# EXERCISE PROMPT
Lay out each line of the rows below as a Markdown table with the columns Line and Text, giving every line its number and skipping blank lines. Leave the pictures out.

# DATA LISTING
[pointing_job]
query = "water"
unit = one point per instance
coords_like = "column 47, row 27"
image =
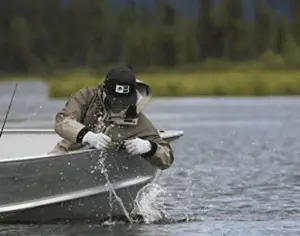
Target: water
column 236, row 170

# OUTPUT
| Line | Text |
|---|---|
| 1 | [pointing_job] |
| 2 | query = "water" |
| 3 | unit = one point per instance |
| 4 | coords_like = "column 47, row 27" |
| 5 | image = |
| 6 | Target: water |
| 7 | column 236, row 170 |